▸ **Raw data**:
================================

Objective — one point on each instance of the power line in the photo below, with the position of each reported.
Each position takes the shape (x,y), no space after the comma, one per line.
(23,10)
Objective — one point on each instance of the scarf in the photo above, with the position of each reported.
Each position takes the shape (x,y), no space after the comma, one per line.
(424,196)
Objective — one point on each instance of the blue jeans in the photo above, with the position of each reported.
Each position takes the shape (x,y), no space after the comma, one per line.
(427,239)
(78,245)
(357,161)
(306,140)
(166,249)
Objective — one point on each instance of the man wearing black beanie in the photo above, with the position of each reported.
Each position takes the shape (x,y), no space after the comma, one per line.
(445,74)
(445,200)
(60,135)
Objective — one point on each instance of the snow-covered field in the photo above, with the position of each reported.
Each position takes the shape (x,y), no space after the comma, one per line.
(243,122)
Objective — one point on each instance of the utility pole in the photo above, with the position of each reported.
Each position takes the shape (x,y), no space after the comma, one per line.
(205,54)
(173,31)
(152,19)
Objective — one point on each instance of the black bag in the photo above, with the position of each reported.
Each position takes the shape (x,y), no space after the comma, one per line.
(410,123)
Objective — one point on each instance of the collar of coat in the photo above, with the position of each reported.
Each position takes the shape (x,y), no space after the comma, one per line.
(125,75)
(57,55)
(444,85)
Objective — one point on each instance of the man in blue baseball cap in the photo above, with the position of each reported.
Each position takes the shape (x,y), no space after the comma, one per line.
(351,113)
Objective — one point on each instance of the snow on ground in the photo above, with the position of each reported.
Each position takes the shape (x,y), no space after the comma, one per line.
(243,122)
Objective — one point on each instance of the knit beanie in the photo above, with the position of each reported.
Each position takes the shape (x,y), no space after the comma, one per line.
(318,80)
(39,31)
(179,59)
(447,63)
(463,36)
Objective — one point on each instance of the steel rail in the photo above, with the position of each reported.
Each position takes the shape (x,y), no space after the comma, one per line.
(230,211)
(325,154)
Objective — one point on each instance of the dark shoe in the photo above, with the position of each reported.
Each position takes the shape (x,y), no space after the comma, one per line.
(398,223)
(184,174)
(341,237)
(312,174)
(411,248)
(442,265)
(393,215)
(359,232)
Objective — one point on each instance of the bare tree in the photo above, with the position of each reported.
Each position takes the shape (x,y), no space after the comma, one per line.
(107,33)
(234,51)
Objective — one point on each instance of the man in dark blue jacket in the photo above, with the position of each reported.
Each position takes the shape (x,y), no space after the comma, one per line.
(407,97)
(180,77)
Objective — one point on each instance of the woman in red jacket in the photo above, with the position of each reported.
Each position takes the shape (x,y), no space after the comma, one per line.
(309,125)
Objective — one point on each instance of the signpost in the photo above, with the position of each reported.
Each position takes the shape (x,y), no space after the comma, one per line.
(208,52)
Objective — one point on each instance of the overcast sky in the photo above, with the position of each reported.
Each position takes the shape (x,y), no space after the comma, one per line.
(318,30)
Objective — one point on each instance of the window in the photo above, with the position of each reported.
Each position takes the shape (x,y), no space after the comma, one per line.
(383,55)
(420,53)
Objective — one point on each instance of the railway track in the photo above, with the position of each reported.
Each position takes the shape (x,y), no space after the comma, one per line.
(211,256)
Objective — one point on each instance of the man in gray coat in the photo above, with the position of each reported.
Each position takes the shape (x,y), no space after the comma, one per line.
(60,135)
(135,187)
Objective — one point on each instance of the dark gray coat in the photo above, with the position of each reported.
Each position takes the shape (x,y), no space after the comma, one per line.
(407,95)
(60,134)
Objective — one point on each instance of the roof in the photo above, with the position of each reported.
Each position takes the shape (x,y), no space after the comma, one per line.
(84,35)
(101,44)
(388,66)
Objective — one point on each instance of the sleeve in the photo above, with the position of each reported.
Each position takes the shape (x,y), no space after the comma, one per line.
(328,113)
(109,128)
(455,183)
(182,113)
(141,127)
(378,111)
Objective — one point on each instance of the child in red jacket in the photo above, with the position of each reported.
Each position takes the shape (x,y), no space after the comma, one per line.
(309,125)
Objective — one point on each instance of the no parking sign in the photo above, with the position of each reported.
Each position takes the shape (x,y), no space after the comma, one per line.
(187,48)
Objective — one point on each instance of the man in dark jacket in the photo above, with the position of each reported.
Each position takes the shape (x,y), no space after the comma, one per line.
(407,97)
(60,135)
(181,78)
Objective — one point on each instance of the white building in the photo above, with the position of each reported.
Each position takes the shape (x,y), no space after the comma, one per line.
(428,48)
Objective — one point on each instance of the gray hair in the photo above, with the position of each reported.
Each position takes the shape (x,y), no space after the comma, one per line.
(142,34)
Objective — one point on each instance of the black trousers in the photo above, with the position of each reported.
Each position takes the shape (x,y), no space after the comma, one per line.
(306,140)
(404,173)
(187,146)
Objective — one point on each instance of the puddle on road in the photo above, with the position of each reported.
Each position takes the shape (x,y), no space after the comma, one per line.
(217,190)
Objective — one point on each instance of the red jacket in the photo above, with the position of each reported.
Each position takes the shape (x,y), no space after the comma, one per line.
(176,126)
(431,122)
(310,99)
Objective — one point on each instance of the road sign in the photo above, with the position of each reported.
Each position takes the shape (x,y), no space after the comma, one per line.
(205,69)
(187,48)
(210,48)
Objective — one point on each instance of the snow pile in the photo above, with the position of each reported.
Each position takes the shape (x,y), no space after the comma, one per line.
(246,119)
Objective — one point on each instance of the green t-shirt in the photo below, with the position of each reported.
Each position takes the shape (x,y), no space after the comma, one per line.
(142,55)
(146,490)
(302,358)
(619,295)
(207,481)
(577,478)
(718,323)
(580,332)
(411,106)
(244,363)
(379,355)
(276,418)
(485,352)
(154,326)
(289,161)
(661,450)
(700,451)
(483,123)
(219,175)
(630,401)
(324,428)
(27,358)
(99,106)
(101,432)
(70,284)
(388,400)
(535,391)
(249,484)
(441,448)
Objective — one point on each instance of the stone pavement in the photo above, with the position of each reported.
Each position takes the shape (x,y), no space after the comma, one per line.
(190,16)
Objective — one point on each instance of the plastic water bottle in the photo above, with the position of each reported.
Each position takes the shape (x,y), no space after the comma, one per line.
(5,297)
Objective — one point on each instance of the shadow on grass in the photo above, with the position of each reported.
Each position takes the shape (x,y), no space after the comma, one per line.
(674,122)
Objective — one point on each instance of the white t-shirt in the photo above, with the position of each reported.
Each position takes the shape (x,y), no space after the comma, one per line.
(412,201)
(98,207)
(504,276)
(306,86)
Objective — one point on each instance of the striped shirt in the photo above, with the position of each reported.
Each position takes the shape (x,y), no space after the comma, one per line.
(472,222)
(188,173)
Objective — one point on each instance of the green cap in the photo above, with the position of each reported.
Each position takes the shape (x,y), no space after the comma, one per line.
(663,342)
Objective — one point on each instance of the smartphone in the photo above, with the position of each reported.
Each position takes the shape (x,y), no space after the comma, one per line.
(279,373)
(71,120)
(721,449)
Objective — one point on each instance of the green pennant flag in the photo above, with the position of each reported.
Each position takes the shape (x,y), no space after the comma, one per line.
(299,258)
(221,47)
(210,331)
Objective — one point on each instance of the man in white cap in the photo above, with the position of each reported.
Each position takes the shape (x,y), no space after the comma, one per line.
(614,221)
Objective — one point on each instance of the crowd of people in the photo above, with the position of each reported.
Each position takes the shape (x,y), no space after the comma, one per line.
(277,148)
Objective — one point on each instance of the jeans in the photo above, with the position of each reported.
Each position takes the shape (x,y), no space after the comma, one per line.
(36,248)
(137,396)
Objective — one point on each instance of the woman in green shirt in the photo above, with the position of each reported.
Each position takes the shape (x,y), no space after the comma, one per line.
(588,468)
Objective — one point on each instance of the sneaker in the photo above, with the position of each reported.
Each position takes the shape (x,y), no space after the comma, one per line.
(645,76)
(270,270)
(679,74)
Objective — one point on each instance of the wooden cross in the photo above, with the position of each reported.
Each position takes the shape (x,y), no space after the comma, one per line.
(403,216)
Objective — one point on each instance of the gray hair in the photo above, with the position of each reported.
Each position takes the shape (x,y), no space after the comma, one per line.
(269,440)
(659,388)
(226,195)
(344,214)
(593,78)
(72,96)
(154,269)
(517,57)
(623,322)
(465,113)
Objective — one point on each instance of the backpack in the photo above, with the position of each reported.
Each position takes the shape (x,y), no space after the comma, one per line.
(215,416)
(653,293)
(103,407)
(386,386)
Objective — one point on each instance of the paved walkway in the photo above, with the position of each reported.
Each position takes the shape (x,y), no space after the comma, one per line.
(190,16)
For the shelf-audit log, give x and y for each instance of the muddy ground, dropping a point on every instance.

================================

▸ **What you will do**: Of the lines above, retype only those from the line containing "Objective — one point on each instance of the overcast" through the line containing "in dark jacket", including both, exactly.

▸ **Answer box**:
Objective — one point on each instance of the overcast sky in the photo above, with the position of each reported.
Each position takes the shape (x,y), no space after the comma, one per line.
(318,30)
Objective — one point on each instance of the window in the photo above, with the position of each reported.
Each position takes the shape (x,y), no space after the comma, one per line.
(383,55)
(420,53)
Objective — one point on each instance of the railway track in the photo above, with the position of each reported.
Each position takes the shape (x,y), no space after the comma, one per line.
(211,256)
Objective — one point on each instance of the man in gray coat in the photo above, with the position of each reported.
Each position takes the shape (x,y), no space after the comma, one per line.
(60,135)
(135,187)
Objective — one point on each instance of the dark gray coat in the photo above, with the position of each reported.
Each position takes the shape (x,y), no space after the comma, one per line.
(407,95)
(60,134)
Objective — one point on each instance of the roof in the photo above, with the position of each reported.
Each position takes the shape (x,y), no space after the comma, one per line.
(84,35)
(101,44)
(388,66)
Objective — one point on each instance of the sleeve in the photo above, with the position of each reported.
Each position takes the shape (x,y), no space after the comma, one per line.
(328,113)
(109,128)
(455,183)
(182,113)
(141,127)
(378,111)
Objective — one point on each instance of the child in red jacket in the photo above, with the position of each reported.
Each position takes the shape (x,y), no space after the comma, one per line.
(309,125)
Objective — one point on each instance of the no parking sign in the photo above, with the position of each reported.
Each position takes the shape (x,y), no space after the comma, one per line.
(187,48)
Objective — one point on each instance of the man in dark jacket in the photo above, with the position of each reported.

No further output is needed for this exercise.